Passage for review —

With completion of the human genome sequence, the breadth versus depth issue has now shifted to how best to apply available sequencing capacity across organisms. Broad phylogenetic representation accelerates research on a wide variety of species and provides general insights into the core evolutionary processes of mutation and selection. However, from the perspective of the human genome, its main benefit is to help identify functional features as regions with a reduced frequency of substitution differences between organisms due to purifying selection. The statistical power to detect such regions depends on overall sequence divergence: there is an analogy to shotgun-sequence assembly, in that one seeks “coverage” of human bases by multiply aligned orthologous sequences instead of reads, and the relevant “depth” is total branch length (expected number of mutations per neutral site) of the phylogenetic tree relating the species. Theoretical analysis (Eddy 2005) indicates that a surprisingly large branch length is required to resolve small features with reasonable power—for example, the mouse genome, which among placental mammals is one of the most highly diverged from human, yields only enough information to identify conserved features longer than 50 bp. While there is substantial branch length available from sequenced non-mammalian vertebrates, they provide no information regarding mammal-specific features. The 24 NHGRI 2× targets, combined with the seven or so other placental mammals (human, mouse, rat, dog, chimpanzee, macaque, cow) having more complete sequences, are predicted to provide adequate branch length to resolve features of the size of a typical protein-binding site (6–8 bp) at a false positive rate of one per 10 kb (http://www.genome.gov/25521745). This resolution could not be achieved by allocating the same number of sequence reads to six genomes at a more conventional 8× redundancy, or even 12 genomes at 4×.

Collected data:
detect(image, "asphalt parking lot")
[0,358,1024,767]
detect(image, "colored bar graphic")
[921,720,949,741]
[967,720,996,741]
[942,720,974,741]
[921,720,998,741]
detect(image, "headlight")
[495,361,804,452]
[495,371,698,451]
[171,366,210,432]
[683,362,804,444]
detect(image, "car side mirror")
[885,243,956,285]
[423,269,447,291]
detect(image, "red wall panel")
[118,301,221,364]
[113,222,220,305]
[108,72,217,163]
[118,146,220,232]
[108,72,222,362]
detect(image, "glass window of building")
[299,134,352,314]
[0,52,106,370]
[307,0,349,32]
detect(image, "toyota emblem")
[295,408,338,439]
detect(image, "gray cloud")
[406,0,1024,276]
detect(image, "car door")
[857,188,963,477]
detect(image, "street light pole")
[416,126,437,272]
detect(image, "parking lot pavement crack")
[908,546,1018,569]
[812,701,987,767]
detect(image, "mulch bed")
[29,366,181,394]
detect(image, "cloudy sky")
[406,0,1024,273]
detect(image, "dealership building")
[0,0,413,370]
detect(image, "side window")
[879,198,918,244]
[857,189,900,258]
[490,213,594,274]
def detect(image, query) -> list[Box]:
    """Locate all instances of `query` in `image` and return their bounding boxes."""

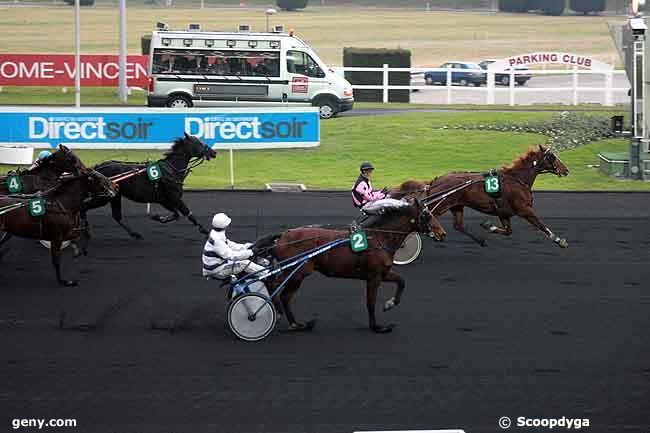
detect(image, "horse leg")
[149,195,178,224]
[451,206,487,247]
[168,197,210,235]
[0,232,11,247]
[111,194,143,240]
[366,277,393,334]
[382,271,406,311]
[50,239,77,287]
[517,207,569,248]
[280,274,315,331]
[481,217,512,236]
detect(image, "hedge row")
[343,47,411,102]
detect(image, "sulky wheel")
[393,233,422,265]
[39,240,70,251]
[228,293,277,341]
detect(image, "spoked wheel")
[393,233,422,265]
[228,293,278,341]
[40,241,70,251]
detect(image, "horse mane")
[503,147,546,170]
[365,205,413,227]
[165,137,185,156]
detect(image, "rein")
[422,179,483,212]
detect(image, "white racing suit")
[202,230,269,296]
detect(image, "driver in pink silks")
[352,161,387,208]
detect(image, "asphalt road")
[0,192,650,433]
[411,74,630,105]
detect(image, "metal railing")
[332,64,630,106]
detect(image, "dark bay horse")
[389,146,569,248]
[82,133,217,239]
[0,169,115,286]
[0,144,84,195]
[0,144,84,246]
[256,200,445,333]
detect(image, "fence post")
[508,68,515,106]
[382,63,388,104]
[447,66,452,105]
[573,66,578,105]
[605,71,614,106]
[487,71,495,105]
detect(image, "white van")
[147,26,354,119]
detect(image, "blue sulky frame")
[233,238,350,317]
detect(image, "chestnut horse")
[389,146,569,248]
[256,200,445,333]
[0,169,116,286]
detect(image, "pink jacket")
[352,176,386,207]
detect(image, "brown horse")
[264,200,445,333]
[389,146,569,248]
[0,144,84,195]
[0,169,116,286]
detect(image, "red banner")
[0,53,149,88]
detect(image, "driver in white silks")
[202,213,269,296]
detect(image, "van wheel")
[167,95,192,108]
[316,99,336,119]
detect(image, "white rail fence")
[333,64,630,106]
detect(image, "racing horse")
[82,133,217,239]
[255,199,445,333]
[389,145,569,248]
[0,144,84,195]
[0,144,84,246]
[0,168,115,286]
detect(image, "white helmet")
[212,213,231,230]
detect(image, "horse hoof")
[371,325,395,334]
[481,220,492,232]
[384,298,397,312]
[289,320,316,332]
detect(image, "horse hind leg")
[50,239,77,287]
[481,213,512,236]
[280,275,316,331]
[382,271,406,311]
[167,197,210,235]
[366,278,393,334]
[451,206,487,247]
[111,194,144,240]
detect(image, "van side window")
[287,51,325,78]
[151,49,280,77]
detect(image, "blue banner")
[0,107,320,149]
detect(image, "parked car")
[479,60,533,86]
[424,61,486,87]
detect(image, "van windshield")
[287,51,325,78]
[151,48,280,77]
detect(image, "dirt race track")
[0,192,650,433]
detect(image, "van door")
[286,50,329,102]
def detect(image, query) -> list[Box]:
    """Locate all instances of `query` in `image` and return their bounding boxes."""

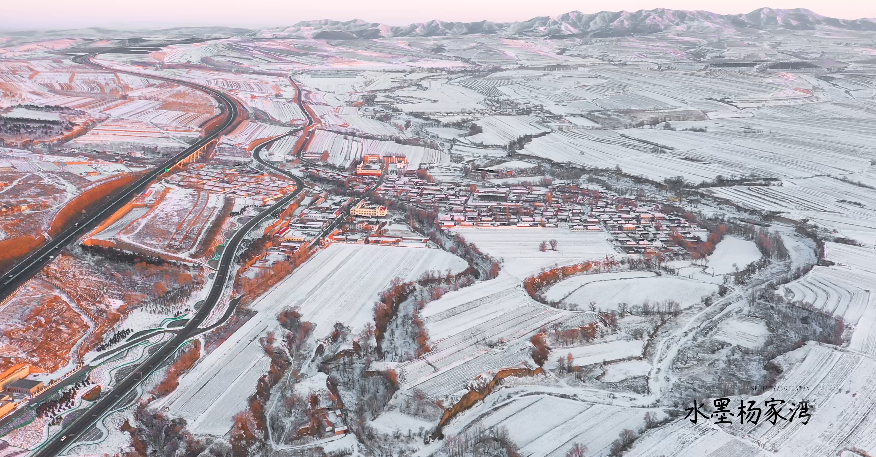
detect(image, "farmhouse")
[356,155,383,176]
[5,379,45,397]
[0,363,30,391]
[350,200,387,217]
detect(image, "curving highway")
[0,54,240,301]
[33,68,322,457]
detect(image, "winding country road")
[33,55,313,457]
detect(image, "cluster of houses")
[302,167,378,194]
[376,176,702,255]
[588,201,704,256]
[168,164,295,206]
[0,363,46,417]
[276,195,354,252]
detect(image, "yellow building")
[350,200,387,217]
[0,363,30,391]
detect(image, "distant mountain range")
[278,8,876,39]
[0,8,876,40]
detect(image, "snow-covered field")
[445,388,663,457]
[397,273,572,399]
[715,317,770,349]
[161,244,467,435]
[545,340,645,368]
[706,236,762,275]
[600,360,651,382]
[545,271,718,310]
[453,227,617,279]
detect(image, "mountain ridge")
[262,8,876,39]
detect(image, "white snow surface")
[707,236,761,275]
[546,272,718,310]
[159,244,467,436]
[545,340,645,368]
[453,227,617,280]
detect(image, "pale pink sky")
[0,0,876,30]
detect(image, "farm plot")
[393,84,485,113]
[397,275,576,399]
[545,340,645,368]
[715,317,770,349]
[116,188,225,256]
[163,244,466,435]
[305,130,449,169]
[706,236,762,275]
[249,97,304,123]
[625,419,774,457]
[453,227,616,280]
[69,120,198,151]
[544,271,655,301]
[222,121,289,148]
[460,116,550,146]
[783,267,873,324]
[600,360,651,382]
[546,272,718,310]
[445,388,663,457]
[520,130,738,183]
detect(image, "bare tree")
[566,443,587,457]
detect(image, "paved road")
[33,71,322,457]
[0,55,240,301]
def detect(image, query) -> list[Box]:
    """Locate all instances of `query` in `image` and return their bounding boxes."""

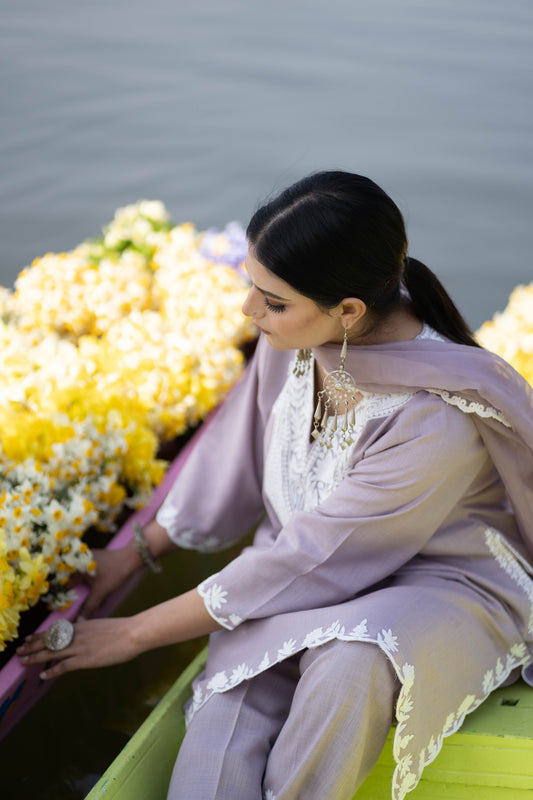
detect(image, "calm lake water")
[0,0,533,800]
[0,0,533,327]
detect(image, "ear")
[338,297,366,330]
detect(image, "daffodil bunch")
[0,206,255,641]
[0,414,160,632]
[0,529,48,651]
[12,250,151,342]
[476,283,533,385]
[80,200,172,264]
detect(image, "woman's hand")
[17,617,143,680]
[80,544,143,618]
[17,589,221,680]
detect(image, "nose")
[242,286,264,317]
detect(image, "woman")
[21,172,533,800]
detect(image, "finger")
[18,644,72,665]
[39,656,80,681]
[17,633,46,655]
[80,589,105,619]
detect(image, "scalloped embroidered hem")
[185,619,532,800]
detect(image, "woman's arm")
[81,519,178,618]
[17,589,220,680]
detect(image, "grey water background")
[0,0,533,800]
[0,0,533,327]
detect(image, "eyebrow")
[254,283,288,302]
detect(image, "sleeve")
[156,340,264,552]
[198,392,487,630]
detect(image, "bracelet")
[131,522,163,572]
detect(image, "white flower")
[302,628,324,647]
[325,620,344,638]
[207,671,228,692]
[259,650,270,672]
[350,619,368,638]
[230,664,253,686]
[378,628,398,653]
[205,583,228,609]
[278,639,296,658]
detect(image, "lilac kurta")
[158,329,533,800]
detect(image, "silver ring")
[44,619,74,651]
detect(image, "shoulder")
[374,390,480,452]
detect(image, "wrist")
[132,522,161,572]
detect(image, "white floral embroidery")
[485,528,533,633]
[186,620,531,800]
[391,642,530,800]
[428,389,511,428]
[350,619,368,639]
[207,671,228,692]
[258,650,270,672]
[204,583,224,609]
[198,575,242,630]
[278,639,296,658]
[230,664,252,686]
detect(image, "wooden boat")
[85,648,533,800]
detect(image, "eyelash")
[265,297,285,314]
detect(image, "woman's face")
[242,249,344,350]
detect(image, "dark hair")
[246,171,479,347]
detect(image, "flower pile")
[0,200,255,650]
[476,283,533,385]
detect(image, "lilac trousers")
[168,640,400,800]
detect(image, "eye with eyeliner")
[265,297,285,313]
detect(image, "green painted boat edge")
[85,647,207,800]
[85,647,533,800]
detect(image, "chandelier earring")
[292,347,313,378]
[311,328,363,450]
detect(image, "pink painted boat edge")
[0,406,220,741]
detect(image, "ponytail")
[403,257,481,347]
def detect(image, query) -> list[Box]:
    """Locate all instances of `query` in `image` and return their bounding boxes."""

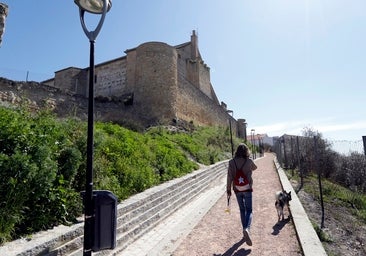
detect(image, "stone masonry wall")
[133,42,178,122]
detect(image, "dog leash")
[225,195,230,214]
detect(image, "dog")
[275,190,291,221]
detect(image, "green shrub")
[0,108,238,244]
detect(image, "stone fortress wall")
[43,31,246,138]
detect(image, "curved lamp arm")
[79,0,108,41]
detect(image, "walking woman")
[226,144,257,246]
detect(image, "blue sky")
[0,0,366,146]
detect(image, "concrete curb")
[274,158,327,256]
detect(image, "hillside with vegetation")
[0,107,237,243]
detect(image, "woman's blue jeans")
[235,192,253,231]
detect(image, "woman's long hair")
[235,143,250,158]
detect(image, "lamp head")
[74,0,112,14]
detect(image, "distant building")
[43,31,246,138]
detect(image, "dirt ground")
[293,185,366,256]
[172,154,302,256]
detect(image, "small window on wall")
[122,93,133,106]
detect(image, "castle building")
[43,31,246,138]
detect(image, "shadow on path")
[212,238,252,256]
[271,217,291,236]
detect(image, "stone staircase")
[0,161,227,256]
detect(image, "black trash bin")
[92,190,118,252]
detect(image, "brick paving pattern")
[172,154,302,256]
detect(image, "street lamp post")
[226,110,234,157]
[250,129,256,159]
[0,3,9,46]
[74,0,112,256]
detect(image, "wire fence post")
[314,136,324,228]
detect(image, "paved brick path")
[172,154,302,256]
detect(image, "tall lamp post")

Exercise instructions —
- A) Answer these questions from the genome sequencing passage, one answer per line, marked the same way.
(i) In the analogy to shotgun-sequence assembly, what is the relevant "depth"?
(ii) Conserved features longer than what length can be identified with the mouse genome?
(iii) The 24 NHGRI 2× targets and the other more completely sequenced placental mammals together are predicted to resolve features of what size?
- B) State whether each statement agrees with the genome sequencing passage. Answer yes or no, and quote the words of the passage that decide it.
(i) Sequenced non-mammalian vertebrates supply information about mammal-specific features.
(ii) Among placental mammals, the mouse genome is one of the most highly diverged from human.
(iii) Allocating the same number of sequence reads to 12 genomes at 4× would achieve the same resolution.
- C) Carry on the genome sequencing passage from its last sentence.

Answers by item —
- A)
(i) The total branch length (expected number of mutations per neutral site) of the phylogenetic tree relating the species.
(ii) Conserved features longer than 50 bp.
(iii) Features the size of a typical protein-binding site (6–8 bp), at a false positive rate of one per 10 kb.

- B)
(i) No: "they provide no information regarding mammal-specific features."
(ii) Yes: "the mouse genome, which among placental mammals is one of the most highly diverged from human"
(iii) No: "This resolution could not be achieved by allocating the same number of sequence reads to six genomes at a more conventional 8× redundancy, or even 12 genomes at 4×."

- C)
It is worth noting that effective delineation of conserved elements via this strategy is not yet a completely solved problem. Multiple-genome alignments are error prone even with relatively complete sequences (Prakash and Tompa 2007). Perhaps more seriously, comprehensive analysis of local genomic regions (ENCODE Project Consortium 2007) suggests that, at least with current methods, sequence conservation fails to detect some important features, even when alignments appear reliable. This likely reflects, at least in part, the intrinsic plasticity of the sequence signals involved, and it remains unclear to what extent improvements in computational strategies or additional sequence data will be able to address this.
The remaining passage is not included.